··· Records for the task
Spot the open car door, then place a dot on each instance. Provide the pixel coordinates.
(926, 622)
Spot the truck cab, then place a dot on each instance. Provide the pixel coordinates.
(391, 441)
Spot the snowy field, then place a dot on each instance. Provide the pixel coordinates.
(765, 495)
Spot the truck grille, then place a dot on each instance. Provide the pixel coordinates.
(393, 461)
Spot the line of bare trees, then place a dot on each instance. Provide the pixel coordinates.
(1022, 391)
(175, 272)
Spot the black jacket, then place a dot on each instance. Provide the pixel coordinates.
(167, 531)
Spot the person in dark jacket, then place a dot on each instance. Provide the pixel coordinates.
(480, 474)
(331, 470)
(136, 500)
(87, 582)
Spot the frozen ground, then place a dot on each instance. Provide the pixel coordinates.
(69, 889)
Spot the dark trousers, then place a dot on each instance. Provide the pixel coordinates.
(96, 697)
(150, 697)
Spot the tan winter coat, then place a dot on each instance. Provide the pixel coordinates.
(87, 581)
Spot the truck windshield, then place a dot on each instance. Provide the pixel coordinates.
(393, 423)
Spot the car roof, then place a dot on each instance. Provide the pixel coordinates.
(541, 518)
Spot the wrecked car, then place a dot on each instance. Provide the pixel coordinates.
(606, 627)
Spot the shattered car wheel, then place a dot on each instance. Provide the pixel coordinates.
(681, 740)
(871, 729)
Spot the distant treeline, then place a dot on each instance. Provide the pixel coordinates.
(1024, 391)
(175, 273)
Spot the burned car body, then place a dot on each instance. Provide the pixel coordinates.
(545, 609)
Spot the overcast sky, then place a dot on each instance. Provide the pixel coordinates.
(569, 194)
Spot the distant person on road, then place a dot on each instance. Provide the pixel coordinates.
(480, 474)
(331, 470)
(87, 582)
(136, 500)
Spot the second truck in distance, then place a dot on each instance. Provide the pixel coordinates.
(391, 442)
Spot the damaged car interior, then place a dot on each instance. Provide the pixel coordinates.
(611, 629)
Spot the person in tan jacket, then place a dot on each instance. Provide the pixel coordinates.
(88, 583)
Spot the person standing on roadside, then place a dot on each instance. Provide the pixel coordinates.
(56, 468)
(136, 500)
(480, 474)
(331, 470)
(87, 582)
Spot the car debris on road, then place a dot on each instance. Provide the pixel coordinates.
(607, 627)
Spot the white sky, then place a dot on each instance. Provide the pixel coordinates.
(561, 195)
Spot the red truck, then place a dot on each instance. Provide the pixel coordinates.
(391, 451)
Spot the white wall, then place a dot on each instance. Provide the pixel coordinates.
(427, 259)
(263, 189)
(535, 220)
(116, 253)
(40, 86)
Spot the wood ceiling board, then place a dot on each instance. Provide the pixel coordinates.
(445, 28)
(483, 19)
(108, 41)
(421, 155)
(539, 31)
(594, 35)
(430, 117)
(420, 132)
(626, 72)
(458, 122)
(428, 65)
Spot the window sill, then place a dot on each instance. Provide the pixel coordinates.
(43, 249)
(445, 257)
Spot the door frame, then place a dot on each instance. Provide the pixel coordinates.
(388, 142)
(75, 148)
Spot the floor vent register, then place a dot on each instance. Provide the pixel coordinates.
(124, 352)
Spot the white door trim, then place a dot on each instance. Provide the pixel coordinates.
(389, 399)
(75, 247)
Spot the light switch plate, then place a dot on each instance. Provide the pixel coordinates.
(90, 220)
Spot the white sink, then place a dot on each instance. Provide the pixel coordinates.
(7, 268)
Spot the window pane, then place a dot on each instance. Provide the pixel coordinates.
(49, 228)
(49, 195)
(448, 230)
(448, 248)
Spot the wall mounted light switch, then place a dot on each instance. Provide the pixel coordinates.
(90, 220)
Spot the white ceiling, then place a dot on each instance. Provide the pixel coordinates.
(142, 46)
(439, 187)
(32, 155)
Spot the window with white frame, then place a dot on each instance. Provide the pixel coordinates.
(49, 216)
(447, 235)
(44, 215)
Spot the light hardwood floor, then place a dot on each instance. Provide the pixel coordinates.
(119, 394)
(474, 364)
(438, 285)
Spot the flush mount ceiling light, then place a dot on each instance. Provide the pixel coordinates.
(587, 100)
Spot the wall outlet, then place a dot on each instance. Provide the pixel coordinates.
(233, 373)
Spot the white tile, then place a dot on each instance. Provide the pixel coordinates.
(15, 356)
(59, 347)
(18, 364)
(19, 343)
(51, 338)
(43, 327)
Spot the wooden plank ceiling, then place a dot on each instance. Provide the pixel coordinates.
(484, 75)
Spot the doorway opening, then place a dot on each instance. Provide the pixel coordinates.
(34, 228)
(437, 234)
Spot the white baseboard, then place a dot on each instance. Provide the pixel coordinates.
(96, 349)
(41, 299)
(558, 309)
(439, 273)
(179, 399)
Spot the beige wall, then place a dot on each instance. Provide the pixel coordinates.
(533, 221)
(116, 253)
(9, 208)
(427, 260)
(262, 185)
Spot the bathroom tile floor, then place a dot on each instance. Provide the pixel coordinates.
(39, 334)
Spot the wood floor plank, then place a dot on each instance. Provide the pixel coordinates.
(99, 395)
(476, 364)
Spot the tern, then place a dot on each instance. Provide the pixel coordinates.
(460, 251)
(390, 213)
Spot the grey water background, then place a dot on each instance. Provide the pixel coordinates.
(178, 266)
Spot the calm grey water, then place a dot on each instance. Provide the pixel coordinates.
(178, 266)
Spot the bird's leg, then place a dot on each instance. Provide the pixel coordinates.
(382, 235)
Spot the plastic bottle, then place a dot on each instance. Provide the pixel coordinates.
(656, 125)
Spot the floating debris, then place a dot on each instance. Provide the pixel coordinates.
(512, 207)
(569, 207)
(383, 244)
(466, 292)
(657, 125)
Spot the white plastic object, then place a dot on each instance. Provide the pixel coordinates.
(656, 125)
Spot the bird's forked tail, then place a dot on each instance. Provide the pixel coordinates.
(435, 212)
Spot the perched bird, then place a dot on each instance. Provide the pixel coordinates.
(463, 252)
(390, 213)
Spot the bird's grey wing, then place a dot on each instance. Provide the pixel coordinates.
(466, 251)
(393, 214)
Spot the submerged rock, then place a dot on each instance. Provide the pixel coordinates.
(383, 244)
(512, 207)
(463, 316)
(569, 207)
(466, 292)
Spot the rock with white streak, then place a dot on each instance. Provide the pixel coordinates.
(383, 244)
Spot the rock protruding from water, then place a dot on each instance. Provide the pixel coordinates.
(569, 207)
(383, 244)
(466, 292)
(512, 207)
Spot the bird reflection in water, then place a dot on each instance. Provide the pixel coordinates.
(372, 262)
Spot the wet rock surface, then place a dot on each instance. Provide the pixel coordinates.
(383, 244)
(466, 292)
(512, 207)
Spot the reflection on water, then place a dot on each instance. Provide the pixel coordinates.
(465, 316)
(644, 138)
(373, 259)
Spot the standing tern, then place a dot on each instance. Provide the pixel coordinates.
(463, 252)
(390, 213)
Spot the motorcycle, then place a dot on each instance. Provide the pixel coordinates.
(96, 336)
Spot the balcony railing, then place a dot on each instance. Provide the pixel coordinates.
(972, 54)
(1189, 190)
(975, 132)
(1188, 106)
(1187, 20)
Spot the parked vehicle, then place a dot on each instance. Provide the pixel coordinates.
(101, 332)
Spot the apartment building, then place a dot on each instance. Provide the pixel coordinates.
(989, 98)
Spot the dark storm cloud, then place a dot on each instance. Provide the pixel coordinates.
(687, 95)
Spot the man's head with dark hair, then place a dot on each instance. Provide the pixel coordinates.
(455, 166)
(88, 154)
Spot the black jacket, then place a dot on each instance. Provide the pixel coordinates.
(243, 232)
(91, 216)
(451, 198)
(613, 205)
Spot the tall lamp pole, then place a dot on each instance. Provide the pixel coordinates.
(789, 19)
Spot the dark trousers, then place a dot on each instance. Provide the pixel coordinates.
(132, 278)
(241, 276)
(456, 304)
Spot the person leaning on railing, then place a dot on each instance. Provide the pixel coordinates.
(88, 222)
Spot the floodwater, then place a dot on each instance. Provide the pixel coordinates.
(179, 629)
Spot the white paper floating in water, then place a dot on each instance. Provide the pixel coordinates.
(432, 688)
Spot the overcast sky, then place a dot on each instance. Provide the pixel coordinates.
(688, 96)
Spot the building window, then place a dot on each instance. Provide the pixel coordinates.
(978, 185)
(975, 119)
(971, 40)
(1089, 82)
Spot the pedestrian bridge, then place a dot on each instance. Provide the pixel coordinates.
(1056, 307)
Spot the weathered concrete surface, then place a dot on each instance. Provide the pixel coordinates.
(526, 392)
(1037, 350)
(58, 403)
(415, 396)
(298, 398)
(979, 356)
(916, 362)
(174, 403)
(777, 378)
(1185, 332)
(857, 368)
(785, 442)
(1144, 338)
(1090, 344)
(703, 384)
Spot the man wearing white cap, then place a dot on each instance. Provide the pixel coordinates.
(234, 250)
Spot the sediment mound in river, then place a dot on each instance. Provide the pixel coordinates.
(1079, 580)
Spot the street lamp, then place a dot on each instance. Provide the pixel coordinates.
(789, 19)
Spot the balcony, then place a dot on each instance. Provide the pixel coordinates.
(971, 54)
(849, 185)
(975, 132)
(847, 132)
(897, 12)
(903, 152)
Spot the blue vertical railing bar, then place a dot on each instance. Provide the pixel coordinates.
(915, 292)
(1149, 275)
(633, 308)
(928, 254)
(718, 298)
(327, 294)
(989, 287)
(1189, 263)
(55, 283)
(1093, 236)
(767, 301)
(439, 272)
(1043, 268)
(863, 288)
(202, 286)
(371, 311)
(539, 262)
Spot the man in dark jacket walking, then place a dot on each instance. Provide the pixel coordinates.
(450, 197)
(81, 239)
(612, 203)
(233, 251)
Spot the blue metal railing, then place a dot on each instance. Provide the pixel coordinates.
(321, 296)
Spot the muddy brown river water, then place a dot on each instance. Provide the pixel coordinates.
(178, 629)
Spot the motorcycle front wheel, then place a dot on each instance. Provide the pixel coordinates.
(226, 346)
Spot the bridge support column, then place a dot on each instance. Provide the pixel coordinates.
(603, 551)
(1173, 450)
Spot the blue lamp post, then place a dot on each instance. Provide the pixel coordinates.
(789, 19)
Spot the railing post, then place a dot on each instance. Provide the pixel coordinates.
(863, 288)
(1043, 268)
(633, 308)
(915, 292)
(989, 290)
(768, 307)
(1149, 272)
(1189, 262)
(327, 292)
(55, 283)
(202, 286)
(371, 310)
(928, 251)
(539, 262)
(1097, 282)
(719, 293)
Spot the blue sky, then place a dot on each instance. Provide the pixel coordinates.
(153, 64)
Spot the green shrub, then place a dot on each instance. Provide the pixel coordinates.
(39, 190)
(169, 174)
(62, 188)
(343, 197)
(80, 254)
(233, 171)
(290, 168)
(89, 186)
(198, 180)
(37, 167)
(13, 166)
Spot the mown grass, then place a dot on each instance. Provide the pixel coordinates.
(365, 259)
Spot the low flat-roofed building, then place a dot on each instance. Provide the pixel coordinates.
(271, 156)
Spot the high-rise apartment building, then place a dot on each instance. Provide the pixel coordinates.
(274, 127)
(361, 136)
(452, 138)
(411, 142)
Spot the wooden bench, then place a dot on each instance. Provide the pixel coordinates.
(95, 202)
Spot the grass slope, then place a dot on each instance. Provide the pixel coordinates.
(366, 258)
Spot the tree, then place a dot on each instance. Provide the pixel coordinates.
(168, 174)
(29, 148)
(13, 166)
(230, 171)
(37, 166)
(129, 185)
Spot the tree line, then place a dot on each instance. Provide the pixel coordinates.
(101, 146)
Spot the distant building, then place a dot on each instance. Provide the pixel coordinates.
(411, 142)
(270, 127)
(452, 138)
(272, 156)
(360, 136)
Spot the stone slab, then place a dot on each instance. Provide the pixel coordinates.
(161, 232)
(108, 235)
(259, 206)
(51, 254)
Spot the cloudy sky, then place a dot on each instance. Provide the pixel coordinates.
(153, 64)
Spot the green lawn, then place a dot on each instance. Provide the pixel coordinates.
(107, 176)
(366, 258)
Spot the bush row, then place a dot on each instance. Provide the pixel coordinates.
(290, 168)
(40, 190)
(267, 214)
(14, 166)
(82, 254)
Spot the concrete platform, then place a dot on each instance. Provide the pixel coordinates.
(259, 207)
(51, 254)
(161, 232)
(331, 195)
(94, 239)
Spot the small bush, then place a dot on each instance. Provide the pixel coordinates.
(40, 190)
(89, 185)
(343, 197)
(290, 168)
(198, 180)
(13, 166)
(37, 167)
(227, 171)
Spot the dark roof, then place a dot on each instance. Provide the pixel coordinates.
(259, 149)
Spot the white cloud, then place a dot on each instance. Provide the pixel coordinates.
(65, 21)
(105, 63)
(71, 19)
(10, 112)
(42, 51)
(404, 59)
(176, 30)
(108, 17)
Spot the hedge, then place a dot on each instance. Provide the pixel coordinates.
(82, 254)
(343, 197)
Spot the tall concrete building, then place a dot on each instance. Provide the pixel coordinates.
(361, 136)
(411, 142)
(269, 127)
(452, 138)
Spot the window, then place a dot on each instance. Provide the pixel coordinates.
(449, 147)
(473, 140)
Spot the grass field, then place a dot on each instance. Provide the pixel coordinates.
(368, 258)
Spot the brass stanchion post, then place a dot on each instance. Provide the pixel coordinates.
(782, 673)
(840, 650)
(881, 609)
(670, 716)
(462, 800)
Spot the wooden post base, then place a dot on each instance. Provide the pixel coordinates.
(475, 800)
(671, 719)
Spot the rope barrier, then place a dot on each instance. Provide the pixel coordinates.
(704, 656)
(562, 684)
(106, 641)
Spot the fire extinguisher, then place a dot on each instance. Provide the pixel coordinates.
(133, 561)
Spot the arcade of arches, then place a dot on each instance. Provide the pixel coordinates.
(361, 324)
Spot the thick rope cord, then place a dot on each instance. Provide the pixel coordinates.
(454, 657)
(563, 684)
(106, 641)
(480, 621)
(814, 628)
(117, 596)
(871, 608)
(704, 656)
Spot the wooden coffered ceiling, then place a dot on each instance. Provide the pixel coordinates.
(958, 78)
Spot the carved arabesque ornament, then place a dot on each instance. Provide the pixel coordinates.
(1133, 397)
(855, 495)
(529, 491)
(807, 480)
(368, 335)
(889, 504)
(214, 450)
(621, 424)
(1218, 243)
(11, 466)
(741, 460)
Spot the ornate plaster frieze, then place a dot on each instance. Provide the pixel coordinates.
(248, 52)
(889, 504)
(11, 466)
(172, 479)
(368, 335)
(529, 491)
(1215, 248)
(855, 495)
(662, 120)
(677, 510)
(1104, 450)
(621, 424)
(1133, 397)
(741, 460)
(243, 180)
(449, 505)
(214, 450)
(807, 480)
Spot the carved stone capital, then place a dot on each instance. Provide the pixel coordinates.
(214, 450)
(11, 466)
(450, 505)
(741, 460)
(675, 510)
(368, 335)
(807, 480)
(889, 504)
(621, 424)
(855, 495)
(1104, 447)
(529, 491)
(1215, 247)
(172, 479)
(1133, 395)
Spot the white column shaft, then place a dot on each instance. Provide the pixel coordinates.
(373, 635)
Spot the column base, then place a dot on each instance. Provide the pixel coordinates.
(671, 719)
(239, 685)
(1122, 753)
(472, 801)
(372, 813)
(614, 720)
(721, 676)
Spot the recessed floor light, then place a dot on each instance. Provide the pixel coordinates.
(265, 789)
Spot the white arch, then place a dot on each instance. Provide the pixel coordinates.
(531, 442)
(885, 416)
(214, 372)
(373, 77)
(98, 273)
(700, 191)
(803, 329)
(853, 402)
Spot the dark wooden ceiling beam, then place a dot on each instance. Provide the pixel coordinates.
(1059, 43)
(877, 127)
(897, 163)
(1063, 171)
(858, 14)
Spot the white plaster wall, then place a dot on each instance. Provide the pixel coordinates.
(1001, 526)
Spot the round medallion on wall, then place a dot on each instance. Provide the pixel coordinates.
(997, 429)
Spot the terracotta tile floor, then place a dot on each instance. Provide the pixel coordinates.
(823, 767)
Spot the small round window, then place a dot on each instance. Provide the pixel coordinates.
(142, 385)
······
Set down only these lines, exactly: the line containing "Spot the wooden coffered" and each line after it, through the end of the listing.

[Exercise result]
Spot the wooden coffered ceiling, then place a dot on each instance. Provide the pixel coordinates.
(958, 78)
Spot the carved arabesque ornament, then place a dot on each instance. Provide the pixel coordinates.
(1133, 397)
(855, 495)
(529, 491)
(807, 480)
(368, 335)
(889, 504)
(214, 450)
(621, 424)
(1218, 243)
(11, 466)
(741, 460)
Spot the ornate plaster frieze, then place a dot on each instance. Provide the pixel coordinates.
(248, 52)
(889, 504)
(11, 466)
(172, 479)
(368, 335)
(529, 491)
(1215, 248)
(855, 495)
(662, 120)
(677, 510)
(1104, 450)
(621, 424)
(1133, 397)
(741, 460)
(243, 180)
(449, 505)
(214, 450)
(807, 480)
Spot the carved stone capital, then place a dot on each instance. Provide the pixel coordinates.
(214, 450)
(11, 466)
(450, 505)
(741, 460)
(675, 510)
(368, 335)
(807, 480)
(889, 504)
(621, 424)
(855, 495)
(1104, 447)
(529, 491)
(1215, 247)
(172, 479)
(1133, 395)
Spot the white column shaft, then place a dot on each instance. Provide the pixel coordinates.
(373, 635)
Spot the column base, then place a dot on each instance. Provide the pixel coordinates.
(671, 719)
(239, 685)
(1122, 753)
(472, 801)
(372, 813)
(614, 720)
(721, 676)
Spot the recessed floor light, then place a dot on each instance. Provide the pixel coordinates.
(265, 789)
Spot the white arch, then place a dot on each instance. Provide the pixel coordinates.
(531, 442)
(885, 416)
(214, 372)
(373, 77)
(98, 273)
(700, 191)
(803, 329)
(853, 402)
Spot the dark wooden ceiling beam, then place a dot on each instance. Provide the pixel coordinates.
(1059, 43)
(877, 127)
(897, 163)
(1063, 171)
(858, 14)
Spot the white plaster wall, then place a dot on each instance. Provide the pixel coordinates.
(1001, 526)
Spot the round medallion on wall, then place a dot on each instance. Provide the pixel coordinates.
(997, 429)
Spot the terracotta tile floor, then place a dot on each instance. Provide the pixel coordinates.
(823, 767)
Spot the small round window, then place a dot on each instance. Provide the pixel coordinates.
(142, 385)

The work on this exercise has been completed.